##### INPUT MATERIAL #####

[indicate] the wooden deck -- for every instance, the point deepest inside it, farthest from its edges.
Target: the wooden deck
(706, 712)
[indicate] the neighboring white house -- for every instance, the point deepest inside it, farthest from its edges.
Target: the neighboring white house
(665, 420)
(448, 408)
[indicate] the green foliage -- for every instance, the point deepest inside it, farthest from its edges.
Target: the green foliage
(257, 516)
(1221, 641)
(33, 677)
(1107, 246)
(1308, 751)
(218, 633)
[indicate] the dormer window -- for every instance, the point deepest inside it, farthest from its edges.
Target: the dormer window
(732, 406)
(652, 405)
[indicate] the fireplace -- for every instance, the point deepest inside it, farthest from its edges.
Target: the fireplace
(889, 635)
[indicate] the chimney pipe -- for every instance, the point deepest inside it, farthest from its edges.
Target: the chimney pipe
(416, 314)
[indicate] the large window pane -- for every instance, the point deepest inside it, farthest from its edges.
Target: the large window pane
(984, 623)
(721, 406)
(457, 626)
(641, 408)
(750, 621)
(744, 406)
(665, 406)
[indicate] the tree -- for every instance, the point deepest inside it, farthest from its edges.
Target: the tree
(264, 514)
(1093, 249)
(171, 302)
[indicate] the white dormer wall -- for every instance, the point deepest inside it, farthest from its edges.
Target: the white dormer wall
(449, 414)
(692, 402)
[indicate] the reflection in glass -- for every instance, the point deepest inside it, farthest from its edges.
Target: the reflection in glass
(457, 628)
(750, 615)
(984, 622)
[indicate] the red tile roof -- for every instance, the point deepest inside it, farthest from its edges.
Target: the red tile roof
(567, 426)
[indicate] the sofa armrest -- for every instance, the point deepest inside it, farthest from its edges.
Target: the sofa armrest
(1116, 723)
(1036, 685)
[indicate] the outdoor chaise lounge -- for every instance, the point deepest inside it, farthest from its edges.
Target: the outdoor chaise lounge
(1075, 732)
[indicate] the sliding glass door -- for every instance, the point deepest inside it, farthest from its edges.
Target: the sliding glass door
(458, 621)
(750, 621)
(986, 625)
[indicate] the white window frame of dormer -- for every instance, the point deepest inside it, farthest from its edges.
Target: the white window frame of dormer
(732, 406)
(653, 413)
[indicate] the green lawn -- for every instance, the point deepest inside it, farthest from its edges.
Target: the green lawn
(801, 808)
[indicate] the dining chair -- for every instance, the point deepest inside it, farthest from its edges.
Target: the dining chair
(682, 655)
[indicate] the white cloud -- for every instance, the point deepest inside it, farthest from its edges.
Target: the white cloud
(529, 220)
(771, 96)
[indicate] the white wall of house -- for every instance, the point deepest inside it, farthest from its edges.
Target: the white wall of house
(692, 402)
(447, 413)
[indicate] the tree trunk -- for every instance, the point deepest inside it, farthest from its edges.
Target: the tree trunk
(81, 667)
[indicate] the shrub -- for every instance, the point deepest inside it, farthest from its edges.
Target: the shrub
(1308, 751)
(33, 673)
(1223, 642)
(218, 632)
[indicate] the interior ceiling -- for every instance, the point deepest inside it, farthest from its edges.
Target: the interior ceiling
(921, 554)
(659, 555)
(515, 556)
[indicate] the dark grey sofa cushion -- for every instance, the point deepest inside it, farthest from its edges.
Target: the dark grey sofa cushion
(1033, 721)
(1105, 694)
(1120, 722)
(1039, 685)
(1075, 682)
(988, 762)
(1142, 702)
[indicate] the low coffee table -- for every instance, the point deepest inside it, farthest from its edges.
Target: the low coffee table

#####

GIVEN TASK: Write out the entire listing exactly.

TASK RESPONSE:
[indicate] the wooden deck -- for every instance, the point deepest inside it, farthest from its edges.
Target: the wooden deck
(706, 712)
[indicate] the neighboring white house -- for every instance, the point deepest inside it, farthest from its edges.
Target: the neighboring white house
(665, 420)
(448, 408)
[indicate] the green foliage -- for every instance, the point deepest inside it, farthest from its edges.
Target: the green foliage
(257, 516)
(1221, 641)
(33, 677)
(1107, 246)
(1308, 751)
(218, 633)
[indicate] the dormer window -- for every instance, the point deepest inside it, farthest from its edges.
Target: the dormer window
(732, 406)
(652, 405)
[indicate] the fireplace -- for every instance, the point deepest inside it, farthest from its edges.
Target: the fireplace
(889, 635)
[indicate] the chimney pipe -- for every instance, the point deepest inside it, farthest from its edges.
Target: the chimney pipe
(416, 314)
[indicate] the large window pane -- for every instance, the point deepest inside it, farthest from its edges.
Target: the large window pane
(984, 623)
(721, 406)
(457, 626)
(641, 408)
(750, 621)
(744, 406)
(665, 406)
[indicate] the tree -- for every instance, the point deepest inside it, farthest from its edges.
Target: the tree
(264, 514)
(1093, 249)
(171, 302)
[indicate] the white dormer wall -- for every instance, the point deepest inside it, farthest from its edges.
Target: the white dormer wall
(449, 414)
(692, 402)
[indicate] the reflection in glass -- for every instance, the point deepest inside it, farthest from its edges.
Target: the reflection in glass
(457, 628)
(750, 615)
(984, 622)
[indicate] the red tile roof -- for every instance, the point deepest inside it, farthest from its edges.
Target: the red tile roof
(567, 426)
[indicate] the sofa armrest -- for every instance, the point deepest inside it, farthest from its edges.
Target: the sofa armrest
(1116, 723)
(1036, 685)
[indicate] the outdoor chaise lounge -- for every instance, the point deepest inside it, farthest from its edges.
Target: the outdoor chaise lounge
(1075, 732)
[indicate] the sliding glass door -- for every instance, the point deepest inside it, farthest from its edges.
Target: the sliding glass door
(458, 621)
(750, 621)
(986, 625)
[indicate] the white window frame of dormer -- for every instance, the point deepest inside it, farthest from its edges.
Target: the white window frame of dormer
(732, 406)
(653, 413)
[indicate] the green lawn -- for every instance, the point deepest inside it, farthest from its edges.
Target: the green lawn
(801, 808)
[indicate] the dining chair -- for every instance, the point deepest inside it, farthest from its edges.
Target: the dining chair
(682, 655)
[indicate] the white cloud -- for every instance, the point deepest inside it, farthest from its edges.
Target: the white cloud
(529, 220)
(771, 96)
[indicate] the white wall of house -- for every instance, the point deepest inside it, farthest from its edges.
Target: the white wall of house
(692, 402)
(447, 413)
[indicate] the tree trunk -- for every instance, the point deepest inside it, farthest from its edges.
Target: the tree trunk
(81, 667)
[indicate] the shrub -- for every instance, the point deepest inside it, farthest from its edges.
Target: the shrub
(1308, 751)
(33, 673)
(1223, 642)
(218, 632)
[indicate] the interior ceiling -- for every instance, the point deepest inside it, farthest from its edges.
Target: the interior ceiling
(921, 554)
(659, 555)
(515, 556)
[indicate] the dark grey sofa cushion -- for every instance, the point deepest inside it, farthest from its edges.
Target: the dark grey sofa cushion
(1033, 721)
(1105, 694)
(1120, 722)
(1039, 685)
(1075, 682)
(988, 762)
(1142, 702)
[indicate] the low coffee table -- for every instance, the point deepest inside it, farthest from its edges.
Target: the low coffee table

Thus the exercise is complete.